* _INFORMATION PROVIDED_:
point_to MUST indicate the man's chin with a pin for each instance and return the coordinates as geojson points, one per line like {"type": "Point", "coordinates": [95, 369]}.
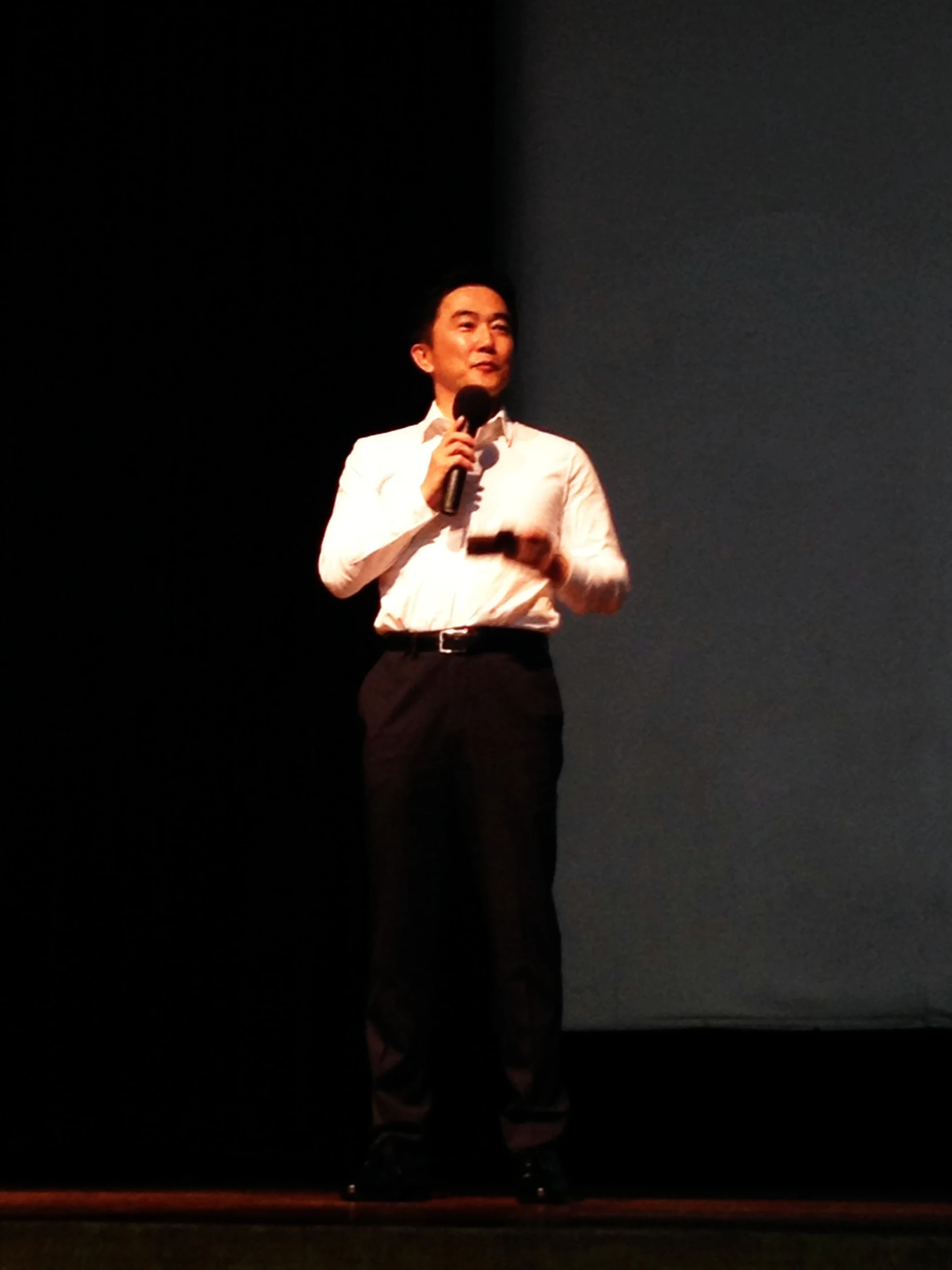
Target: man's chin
{"type": "Point", "coordinates": [490, 383]}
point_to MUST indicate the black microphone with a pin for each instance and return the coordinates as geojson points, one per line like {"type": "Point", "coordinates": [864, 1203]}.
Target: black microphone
{"type": "Point", "coordinates": [475, 406]}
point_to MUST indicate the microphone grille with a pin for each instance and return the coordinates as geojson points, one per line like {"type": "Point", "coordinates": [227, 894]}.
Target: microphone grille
{"type": "Point", "coordinates": [474, 404]}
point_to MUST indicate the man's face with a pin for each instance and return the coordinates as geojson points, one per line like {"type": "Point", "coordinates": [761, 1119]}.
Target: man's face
{"type": "Point", "coordinates": [471, 342]}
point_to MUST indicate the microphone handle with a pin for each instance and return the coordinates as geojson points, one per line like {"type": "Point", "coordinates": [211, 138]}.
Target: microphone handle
{"type": "Point", "coordinates": [454, 491]}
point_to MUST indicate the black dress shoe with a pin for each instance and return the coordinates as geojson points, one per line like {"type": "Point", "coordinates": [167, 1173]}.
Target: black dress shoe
{"type": "Point", "coordinates": [538, 1177]}
{"type": "Point", "coordinates": [396, 1171]}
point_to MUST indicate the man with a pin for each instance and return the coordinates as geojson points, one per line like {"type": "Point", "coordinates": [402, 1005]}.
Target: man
{"type": "Point", "coordinates": [463, 719]}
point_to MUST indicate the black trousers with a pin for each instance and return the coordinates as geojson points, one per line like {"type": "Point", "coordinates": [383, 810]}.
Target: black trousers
{"type": "Point", "coordinates": [463, 752]}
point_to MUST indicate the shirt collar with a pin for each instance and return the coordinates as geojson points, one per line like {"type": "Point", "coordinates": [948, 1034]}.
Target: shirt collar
{"type": "Point", "coordinates": [497, 426]}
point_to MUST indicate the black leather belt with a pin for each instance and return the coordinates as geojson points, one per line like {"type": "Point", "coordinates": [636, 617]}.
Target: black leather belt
{"type": "Point", "coordinates": [470, 639]}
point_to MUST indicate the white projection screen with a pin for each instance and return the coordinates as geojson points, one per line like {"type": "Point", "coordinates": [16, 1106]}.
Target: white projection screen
{"type": "Point", "coordinates": [730, 229]}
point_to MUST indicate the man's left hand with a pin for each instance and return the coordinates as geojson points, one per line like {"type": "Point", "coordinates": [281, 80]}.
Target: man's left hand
{"type": "Point", "coordinates": [535, 549]}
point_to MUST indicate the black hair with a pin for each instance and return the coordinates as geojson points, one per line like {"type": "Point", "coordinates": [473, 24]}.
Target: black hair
{"type": "Point", "coordinates": [428, 307]}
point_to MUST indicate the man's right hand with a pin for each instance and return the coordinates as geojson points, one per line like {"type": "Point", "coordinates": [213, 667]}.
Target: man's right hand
{"type": "Point", "coordinates": [457, 449]}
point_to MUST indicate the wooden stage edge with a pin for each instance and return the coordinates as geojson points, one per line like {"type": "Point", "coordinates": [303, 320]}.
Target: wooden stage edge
{"type": "Point", "coordinates": [322, 1208]}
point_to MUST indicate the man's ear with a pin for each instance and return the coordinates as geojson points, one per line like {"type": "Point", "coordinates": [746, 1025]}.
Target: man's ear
{"type": "Point", "coordinates": [420, 355]}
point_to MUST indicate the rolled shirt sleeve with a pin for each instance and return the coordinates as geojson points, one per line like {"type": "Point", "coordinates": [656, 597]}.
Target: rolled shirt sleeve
{"type": "Point", "coordinates": [376, 514]}
{"type": "Point", "coordinates": [598, 577]}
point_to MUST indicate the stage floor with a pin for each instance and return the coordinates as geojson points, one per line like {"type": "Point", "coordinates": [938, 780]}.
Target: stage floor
{"type": "Point", "coordinates": [326, 1208]}
{"type": "Point", "coordinates": [244, 1230]}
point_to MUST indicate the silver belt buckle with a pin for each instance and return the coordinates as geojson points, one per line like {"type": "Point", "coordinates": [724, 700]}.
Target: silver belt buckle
{"type": "Point", "coordinates": [451, 634]}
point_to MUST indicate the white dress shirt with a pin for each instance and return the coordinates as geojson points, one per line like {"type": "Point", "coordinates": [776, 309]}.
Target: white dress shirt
{"type": "Point", "coordinates": [525, 479]}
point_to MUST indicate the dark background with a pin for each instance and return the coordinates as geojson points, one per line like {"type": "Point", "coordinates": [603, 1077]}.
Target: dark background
{"type": "Point", "coordinates": [731, 228]}
{"type": "Point", "coordinates": [219, 216]}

* _TASK DESCRIPTION_:
Make an exact copy of the listing above, omitting the pictures.

* _OUTPUT BELOW_:
point_to MUST indicate the man's chin with a pin for each instance and return the coordinates as geojson points, one per line like {"type": "Point", "coordinates": [95, 369]}.
Target: man's chin
{"type": "Point", "coordinates": [490, 383]}
point_to MUST indicate the black microphone with a pin for each instance and return the coordinates as geojson points, one per line like {"type": "Point", "coordinates": [864, 1203]}.
Target: black microphone
{"type": "Point", "coordinates": [475, 406]}
point_to MUST indicate the microphone grille with a pin for each instance and return the coordinates as geojson points, one per line like {"type": "Point", "coordinates": [227, 894]}.
Target: microphone grille
{"type": "Point", "coordinates": [474, 404]}
point_to MUST indicate the man's face with a pin for each instance and return the coordinates as geojson points, one per line like {"type": "Point", "coordinates": [761, 1119]}.
Target: man's face
{"type": "Point", "coordinates": [471, 342]}
point_to MUST indicate the microphone handle with a pin for each instance and return the coordinates as geojson points, one per line like {"type": "Point", "coordinates": [211, 138]}.
Target: microphone handle
{"type": "Point", "coordinates": [454, 491]}
point_to MUST indicate the black dress shoe with a pin for each instance and return the coordinates as geojson points, one per line like {"type": "Point", "coordinates": [167, 1173]}.
Target: black dress shoe
{"type": "Point", "coordinates": [538, 1177]}
{"type": "Point", "coordinates": [396, 1171]}
point_to MUST indicate the man with a pin for each instance and return the coordinates as geojson points, one per line like {"type": "Point", "coordinates": [402, 1005]}.
Target: man
{"type": "Point", "coordinates": [463, 719]}
point_to MUST indicate the black trousers with a pin for each instance and return the coordinates as geojson points, one per line like {"type": "Point", "coordinates": [383, 810]}.
Target: black trousers
{"type": "Point", "coordinates": [463, 752]}
point_to MUST indicate the shirt collar with a pin for each instance and return the coordinates as geojson points, one per line like {"type": "Point", "coordinates": [948, 1034]}.
Target: shirt collar
{"type": "Point", "coordinates": [497, 426]}
point_to MUST indicate the black leather belt with a pin for each instance and return the coordinates as geojson points, one per line like {"type": "Point", "coordinates": [636, 617]}.
Target: black leather belt
{"type": "Point", "coordinates": [470, 639]}
point_to MUST indicate the white projection screen with a pin for each instance and return the coordinates as geojson points, one per line like {"type": "Point", "coordinates": [16, 1106]}.
Target: white projection screen
{"type": "Point", "coordinates": [730, 229]}
point_to MUST indicate the man's left hand with a pin for each instance and return the coordinates as geojson points, one per line like {"type": "Point", "coordinates": [281, 80]}.
Target: man's left hand
{"type": "Point", "coordinates": [535, 549]}
point_to MUST indicate the black hair with a pin for each instance and return the coordinates as geojson points, one per line like {"type": "Point", "coordinates": [473, 24]}.
Target: black hair
{"type": "Point", "coordinates": [428, 307]}
point_to MUST indicate the man's right hand with a pin for each instance and return the coordinates as geojson points, one per line like {"type": "Point", "coordinates": [213, 667]}.
Target: man's right hand
{"type": "Point", "coordinates": [457, 449]}
point_to MUST indicate the wooden stage edge with a pin for each instance and return the coordinates as geojson points, one per line like {"type": "Point", "coordinates": [303, 320]}.
Target: wooden stage edge
{"type": "Point", "coordinates": [322, 1208]}
point_to MUST indicate the man's ear with a pin for each instance and return the coordinates as geojson points, one per line like {"type": "Point", "coordinates": [746, 1025]}.
Target: man's ear
{"type": "Point", "coordinates": [420, 355]}
point_to MUST indicate the rolled shirt sleeve with a pin for each instance and return the coordinates as geojson points, one per line like {"type": "Point", "coordinates": [656, 597]}.
Target: rolled shirt sleeve
{"type": "Point", "coordinates": [376, 514]}
{"type": "Point", "coordinates": [598, 577]}
point_to MUST indicate the stage floor with a pin for each instance and return the coordinates as geojson points, one per line like {"type": "Point", "coordinates": [938, 780]}.
Target: stage floor
{"type": "Point", "coordinates": [326, 1208]}
{"type": "Point", "coordinates": [244, 1230]}
point_to MUST indicate the silver belt buckle with a pin for each instance and return the coordinates as geojson points, one per line like {"type": "Point", "coordinates": [724, 700]}.
Target: silver belt buckle
{"type": "Point", "coordinates": [451, 634]}
point_to MUST indicate the white dress shirt with a pin for each instance and return the coordinates as geojson points, one per line like {"type": "Point", "coordinates": [776, 309]}.
Target: white dress shirt
{"type": "Point", "coordinates": [525, 479]}
point_to MUST indicate the dark background with a pin for each instance and return the coordinates as geojson points, one per line like {"type": "Point", "coordinates": [603, 1077]}.
Target: dark background
{"type": "Point", "coordinates": [731, 228]}
{"type": "Point", "coordinates": [219, 216]}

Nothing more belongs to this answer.